◆ What the task asks: Report every line of the records that contains the word "dark", treating uppercase and lowercase as different.

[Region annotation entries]
--- begin ---

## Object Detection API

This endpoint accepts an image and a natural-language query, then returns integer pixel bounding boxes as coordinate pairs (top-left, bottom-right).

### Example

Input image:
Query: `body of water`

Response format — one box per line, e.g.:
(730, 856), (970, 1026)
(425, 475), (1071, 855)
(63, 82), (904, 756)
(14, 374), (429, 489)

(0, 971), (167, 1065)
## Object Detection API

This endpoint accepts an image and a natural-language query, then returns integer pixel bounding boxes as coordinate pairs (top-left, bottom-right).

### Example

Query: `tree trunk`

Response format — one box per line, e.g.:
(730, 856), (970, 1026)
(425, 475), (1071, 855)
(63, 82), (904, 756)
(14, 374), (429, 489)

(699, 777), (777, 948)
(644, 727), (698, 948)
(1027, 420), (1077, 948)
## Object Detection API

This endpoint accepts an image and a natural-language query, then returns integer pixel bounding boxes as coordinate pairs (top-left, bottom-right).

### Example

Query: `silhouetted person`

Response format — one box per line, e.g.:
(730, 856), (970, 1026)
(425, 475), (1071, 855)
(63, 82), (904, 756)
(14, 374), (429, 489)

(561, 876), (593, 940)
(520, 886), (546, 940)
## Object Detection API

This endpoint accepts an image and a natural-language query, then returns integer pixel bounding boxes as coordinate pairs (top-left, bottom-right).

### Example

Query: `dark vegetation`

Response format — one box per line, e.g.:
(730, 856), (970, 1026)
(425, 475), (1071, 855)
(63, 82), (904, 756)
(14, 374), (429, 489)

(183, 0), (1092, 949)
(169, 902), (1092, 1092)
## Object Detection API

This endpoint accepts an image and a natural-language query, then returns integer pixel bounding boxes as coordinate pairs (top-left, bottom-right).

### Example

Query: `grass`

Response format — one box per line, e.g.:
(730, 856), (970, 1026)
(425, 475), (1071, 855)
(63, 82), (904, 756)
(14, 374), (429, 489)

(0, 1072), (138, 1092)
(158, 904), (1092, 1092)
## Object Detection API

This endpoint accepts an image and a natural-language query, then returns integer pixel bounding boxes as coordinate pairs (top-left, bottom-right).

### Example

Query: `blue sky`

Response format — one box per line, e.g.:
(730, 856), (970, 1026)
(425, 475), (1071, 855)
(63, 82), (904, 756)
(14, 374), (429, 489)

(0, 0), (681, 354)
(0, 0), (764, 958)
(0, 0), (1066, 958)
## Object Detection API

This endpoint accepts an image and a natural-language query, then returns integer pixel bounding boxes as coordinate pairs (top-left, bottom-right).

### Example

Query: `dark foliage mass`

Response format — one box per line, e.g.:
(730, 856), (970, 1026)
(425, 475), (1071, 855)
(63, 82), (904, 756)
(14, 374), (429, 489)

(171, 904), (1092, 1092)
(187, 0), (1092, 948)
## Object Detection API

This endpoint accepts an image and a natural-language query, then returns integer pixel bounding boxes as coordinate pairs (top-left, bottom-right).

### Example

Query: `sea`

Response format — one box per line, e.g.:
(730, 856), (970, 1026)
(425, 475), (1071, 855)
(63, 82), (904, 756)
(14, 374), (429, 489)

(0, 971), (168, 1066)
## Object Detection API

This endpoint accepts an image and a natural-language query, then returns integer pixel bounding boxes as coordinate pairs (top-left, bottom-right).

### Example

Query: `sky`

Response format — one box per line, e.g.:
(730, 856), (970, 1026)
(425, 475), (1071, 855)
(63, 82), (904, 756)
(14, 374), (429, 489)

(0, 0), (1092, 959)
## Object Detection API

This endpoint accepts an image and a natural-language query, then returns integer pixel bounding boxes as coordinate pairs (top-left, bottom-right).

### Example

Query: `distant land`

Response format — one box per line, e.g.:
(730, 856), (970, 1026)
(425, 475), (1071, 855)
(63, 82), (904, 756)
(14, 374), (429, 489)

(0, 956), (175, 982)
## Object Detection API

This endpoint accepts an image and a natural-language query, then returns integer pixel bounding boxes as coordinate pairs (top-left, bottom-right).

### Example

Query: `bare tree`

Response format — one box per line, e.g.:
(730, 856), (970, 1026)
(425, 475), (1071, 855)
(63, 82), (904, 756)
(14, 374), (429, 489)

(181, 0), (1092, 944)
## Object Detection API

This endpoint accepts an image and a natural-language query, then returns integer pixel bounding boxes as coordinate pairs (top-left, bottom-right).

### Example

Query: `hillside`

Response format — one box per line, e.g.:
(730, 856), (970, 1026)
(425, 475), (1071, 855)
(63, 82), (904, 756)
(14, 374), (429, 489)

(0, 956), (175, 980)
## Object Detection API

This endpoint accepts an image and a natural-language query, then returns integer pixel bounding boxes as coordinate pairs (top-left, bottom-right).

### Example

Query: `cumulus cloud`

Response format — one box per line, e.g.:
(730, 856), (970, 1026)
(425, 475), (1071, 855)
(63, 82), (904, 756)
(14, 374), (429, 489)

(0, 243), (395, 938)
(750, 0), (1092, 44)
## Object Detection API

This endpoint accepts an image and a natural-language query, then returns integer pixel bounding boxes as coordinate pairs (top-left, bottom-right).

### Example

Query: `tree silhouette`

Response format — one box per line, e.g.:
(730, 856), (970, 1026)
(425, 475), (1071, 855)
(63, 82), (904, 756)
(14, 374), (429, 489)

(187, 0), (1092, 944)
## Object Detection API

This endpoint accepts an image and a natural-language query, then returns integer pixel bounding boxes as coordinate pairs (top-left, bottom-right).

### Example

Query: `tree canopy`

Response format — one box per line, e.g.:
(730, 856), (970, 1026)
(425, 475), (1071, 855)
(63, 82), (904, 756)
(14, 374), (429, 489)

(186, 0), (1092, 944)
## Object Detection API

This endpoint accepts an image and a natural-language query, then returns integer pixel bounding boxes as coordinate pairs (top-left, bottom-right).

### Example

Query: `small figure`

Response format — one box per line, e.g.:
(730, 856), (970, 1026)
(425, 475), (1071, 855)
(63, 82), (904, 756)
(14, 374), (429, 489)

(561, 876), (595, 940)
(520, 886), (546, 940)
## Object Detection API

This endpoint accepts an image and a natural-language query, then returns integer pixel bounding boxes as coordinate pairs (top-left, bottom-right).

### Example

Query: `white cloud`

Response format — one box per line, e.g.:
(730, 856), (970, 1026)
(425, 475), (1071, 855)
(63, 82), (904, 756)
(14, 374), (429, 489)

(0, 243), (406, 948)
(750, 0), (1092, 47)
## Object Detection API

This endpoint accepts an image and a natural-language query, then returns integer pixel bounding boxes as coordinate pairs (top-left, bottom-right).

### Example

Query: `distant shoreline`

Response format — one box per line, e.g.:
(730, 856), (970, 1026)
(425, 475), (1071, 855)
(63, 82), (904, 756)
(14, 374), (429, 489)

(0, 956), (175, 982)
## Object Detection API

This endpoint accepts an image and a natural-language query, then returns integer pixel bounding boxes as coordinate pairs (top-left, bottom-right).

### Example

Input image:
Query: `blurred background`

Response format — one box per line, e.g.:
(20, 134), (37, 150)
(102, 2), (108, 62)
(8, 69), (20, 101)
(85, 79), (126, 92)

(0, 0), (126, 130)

--- end ---

◆ Correct result:
Query: `dark vegetation`
Query: `dark foliage mass`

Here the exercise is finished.